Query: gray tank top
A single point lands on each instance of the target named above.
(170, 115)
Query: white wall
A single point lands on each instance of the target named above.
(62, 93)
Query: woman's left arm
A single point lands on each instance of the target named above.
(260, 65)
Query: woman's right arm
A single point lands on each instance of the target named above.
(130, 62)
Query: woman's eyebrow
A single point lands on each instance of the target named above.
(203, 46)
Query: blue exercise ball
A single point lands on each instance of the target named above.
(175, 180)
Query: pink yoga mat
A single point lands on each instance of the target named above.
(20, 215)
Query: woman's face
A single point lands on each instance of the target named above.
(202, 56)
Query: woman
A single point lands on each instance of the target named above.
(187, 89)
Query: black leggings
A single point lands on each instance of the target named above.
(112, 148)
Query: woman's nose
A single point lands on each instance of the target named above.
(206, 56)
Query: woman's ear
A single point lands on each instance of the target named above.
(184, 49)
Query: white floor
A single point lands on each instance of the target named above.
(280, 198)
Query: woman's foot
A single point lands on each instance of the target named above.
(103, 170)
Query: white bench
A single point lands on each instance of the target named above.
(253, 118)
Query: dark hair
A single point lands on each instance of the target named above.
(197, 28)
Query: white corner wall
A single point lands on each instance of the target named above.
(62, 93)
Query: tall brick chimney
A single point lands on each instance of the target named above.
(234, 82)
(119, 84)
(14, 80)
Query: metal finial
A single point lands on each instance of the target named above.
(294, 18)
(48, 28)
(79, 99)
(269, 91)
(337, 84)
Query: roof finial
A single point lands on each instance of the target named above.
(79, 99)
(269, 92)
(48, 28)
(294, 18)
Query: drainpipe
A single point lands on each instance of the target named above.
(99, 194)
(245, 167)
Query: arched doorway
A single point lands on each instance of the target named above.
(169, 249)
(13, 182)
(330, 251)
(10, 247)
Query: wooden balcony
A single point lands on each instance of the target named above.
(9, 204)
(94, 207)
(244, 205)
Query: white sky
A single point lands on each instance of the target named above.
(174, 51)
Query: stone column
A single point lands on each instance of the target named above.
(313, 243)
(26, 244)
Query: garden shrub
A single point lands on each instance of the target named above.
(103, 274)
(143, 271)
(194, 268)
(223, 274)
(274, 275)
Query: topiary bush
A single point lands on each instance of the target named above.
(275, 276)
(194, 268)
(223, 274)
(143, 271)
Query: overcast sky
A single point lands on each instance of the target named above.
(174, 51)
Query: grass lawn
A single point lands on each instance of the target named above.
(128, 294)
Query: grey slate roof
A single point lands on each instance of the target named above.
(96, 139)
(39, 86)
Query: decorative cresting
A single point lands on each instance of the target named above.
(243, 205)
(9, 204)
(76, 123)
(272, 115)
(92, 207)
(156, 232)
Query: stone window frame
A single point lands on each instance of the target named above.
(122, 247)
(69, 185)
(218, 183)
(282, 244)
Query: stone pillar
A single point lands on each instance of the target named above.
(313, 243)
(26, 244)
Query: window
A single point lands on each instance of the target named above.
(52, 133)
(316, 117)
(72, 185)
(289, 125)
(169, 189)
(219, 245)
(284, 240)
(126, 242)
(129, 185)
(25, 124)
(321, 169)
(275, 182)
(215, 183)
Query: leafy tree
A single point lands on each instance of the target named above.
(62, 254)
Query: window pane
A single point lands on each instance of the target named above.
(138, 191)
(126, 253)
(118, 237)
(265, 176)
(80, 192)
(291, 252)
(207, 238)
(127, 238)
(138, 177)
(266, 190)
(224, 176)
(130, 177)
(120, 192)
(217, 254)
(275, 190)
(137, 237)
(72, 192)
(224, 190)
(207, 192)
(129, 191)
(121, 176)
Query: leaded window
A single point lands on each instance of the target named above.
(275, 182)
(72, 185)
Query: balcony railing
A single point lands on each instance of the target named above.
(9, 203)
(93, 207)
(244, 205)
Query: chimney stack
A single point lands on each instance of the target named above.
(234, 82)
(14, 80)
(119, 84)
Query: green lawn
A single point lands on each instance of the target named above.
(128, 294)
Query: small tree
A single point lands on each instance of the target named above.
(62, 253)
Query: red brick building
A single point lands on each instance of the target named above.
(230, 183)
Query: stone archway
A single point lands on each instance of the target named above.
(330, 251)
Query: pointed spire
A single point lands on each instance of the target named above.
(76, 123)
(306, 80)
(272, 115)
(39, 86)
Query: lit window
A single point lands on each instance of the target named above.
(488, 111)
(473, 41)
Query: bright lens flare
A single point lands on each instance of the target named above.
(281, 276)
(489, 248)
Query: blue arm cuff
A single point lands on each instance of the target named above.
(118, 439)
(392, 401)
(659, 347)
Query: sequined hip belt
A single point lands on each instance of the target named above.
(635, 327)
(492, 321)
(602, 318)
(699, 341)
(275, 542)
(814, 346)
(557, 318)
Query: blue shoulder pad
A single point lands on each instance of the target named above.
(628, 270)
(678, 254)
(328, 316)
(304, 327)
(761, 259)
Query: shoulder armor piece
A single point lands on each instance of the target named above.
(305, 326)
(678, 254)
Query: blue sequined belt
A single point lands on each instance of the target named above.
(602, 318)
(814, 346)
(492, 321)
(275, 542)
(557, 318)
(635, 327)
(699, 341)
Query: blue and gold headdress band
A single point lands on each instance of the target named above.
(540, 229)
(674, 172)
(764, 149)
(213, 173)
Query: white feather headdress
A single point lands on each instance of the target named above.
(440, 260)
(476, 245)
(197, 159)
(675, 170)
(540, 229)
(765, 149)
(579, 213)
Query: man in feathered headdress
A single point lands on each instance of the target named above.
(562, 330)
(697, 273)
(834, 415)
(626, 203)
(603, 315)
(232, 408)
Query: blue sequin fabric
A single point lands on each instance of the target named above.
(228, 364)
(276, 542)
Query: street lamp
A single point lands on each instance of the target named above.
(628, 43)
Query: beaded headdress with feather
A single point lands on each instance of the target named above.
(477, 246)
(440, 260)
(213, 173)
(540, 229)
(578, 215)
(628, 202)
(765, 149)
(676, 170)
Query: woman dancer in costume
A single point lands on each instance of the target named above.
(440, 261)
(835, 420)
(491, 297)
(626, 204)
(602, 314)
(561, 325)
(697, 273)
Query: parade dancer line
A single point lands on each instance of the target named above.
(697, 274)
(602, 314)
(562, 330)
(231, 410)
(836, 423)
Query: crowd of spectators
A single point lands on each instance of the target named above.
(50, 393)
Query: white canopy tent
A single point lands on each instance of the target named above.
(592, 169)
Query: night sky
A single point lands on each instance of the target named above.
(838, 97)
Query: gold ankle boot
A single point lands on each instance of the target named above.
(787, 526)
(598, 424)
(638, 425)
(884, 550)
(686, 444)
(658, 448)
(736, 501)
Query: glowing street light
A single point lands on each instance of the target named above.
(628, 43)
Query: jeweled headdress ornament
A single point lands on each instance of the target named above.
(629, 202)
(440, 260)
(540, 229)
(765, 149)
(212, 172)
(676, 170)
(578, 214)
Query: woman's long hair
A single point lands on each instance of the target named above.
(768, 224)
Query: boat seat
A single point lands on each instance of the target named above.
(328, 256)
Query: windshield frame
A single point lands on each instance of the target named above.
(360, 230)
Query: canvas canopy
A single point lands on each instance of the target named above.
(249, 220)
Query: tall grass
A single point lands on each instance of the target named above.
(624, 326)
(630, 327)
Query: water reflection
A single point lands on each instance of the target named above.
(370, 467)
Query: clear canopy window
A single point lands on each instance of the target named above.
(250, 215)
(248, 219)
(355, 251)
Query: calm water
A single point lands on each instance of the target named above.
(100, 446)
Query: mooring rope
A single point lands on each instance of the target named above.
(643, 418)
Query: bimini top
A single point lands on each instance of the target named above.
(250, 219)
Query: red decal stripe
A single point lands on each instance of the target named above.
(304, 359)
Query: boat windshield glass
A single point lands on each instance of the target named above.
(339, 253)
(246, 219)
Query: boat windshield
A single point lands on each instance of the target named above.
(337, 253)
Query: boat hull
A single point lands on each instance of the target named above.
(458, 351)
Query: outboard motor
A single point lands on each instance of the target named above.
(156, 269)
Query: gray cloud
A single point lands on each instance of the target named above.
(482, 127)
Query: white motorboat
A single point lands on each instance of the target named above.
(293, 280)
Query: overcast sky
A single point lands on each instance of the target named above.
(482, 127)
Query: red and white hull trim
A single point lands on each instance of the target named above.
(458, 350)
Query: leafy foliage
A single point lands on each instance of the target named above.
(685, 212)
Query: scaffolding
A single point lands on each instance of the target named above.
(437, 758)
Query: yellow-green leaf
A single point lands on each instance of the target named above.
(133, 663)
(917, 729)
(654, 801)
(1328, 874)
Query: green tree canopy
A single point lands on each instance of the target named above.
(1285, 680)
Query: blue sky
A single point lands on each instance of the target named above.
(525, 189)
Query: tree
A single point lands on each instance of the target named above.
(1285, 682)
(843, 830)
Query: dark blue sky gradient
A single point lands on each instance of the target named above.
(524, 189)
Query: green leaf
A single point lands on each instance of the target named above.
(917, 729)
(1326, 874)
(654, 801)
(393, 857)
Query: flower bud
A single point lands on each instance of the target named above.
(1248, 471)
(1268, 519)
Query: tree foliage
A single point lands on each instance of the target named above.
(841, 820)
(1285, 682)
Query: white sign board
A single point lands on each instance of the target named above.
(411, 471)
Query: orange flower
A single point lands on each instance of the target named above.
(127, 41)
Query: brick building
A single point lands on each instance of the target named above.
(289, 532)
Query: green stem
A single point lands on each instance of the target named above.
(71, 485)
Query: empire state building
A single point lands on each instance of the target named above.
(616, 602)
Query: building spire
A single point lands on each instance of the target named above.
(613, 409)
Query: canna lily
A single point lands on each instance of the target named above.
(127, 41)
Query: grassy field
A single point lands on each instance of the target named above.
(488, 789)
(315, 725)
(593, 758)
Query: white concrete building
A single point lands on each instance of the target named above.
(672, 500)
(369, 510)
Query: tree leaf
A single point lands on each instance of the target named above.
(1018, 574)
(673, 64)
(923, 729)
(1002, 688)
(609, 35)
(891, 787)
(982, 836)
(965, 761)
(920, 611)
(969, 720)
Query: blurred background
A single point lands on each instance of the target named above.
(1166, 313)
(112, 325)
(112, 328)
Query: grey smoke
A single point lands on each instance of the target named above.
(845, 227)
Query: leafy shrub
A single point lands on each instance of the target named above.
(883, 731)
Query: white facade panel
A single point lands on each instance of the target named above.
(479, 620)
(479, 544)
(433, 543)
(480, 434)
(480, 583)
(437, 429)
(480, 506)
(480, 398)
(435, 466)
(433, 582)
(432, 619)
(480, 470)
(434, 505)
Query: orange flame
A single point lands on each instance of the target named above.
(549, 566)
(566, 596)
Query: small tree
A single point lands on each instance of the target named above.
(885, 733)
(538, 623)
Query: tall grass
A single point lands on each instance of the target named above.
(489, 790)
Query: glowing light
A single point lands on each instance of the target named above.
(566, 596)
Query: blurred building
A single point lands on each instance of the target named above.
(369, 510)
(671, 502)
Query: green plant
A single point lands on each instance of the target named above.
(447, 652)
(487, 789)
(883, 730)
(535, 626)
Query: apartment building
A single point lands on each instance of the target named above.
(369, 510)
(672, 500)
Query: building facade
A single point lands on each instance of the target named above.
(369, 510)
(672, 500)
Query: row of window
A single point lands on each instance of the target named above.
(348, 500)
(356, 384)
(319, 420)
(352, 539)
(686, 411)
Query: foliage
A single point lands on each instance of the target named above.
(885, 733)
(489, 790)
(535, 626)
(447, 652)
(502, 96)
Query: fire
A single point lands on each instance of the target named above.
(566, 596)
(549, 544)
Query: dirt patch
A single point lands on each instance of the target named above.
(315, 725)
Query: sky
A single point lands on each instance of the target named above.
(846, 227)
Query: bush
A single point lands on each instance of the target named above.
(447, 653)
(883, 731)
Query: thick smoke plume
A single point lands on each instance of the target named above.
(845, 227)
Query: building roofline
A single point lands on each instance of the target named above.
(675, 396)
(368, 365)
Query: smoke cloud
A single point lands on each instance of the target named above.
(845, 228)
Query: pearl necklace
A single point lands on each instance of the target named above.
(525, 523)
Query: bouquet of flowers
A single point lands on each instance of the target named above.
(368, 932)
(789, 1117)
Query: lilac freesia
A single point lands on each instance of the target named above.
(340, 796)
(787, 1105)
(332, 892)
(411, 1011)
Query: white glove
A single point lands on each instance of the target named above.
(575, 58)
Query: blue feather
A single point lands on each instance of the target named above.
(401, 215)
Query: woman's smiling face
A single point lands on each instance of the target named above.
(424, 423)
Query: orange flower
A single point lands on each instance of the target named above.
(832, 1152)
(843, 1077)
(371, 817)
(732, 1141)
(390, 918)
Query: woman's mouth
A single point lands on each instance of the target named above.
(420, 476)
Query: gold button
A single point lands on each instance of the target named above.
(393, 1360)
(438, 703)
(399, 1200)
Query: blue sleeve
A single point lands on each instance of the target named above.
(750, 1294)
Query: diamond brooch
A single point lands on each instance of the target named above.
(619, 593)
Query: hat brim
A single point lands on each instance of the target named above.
________________
**TASK INSTRUCTIONS**:
Send back an exact copy of only the lines from the line with "Query: fire" up to and including the line with "Query: building roofline" in the data above.

**RESULT BELOW**:
Query: fire
A single point lands on each instance of the target named above.
(566, 596)
(549, 544)
Query: dirt patch
A single point lands on each instance of the target named above.
(315, 725)
Query: sky
A single point lands on each instance of the target named above.
(846, 227)
Query: bush
A single point lands on each instance of the target named above.
(447, 653)
(883, 731)
Query: thick smoke plume
A single point lands on each instance of the target named above.
(845, 227)
Query: building roofline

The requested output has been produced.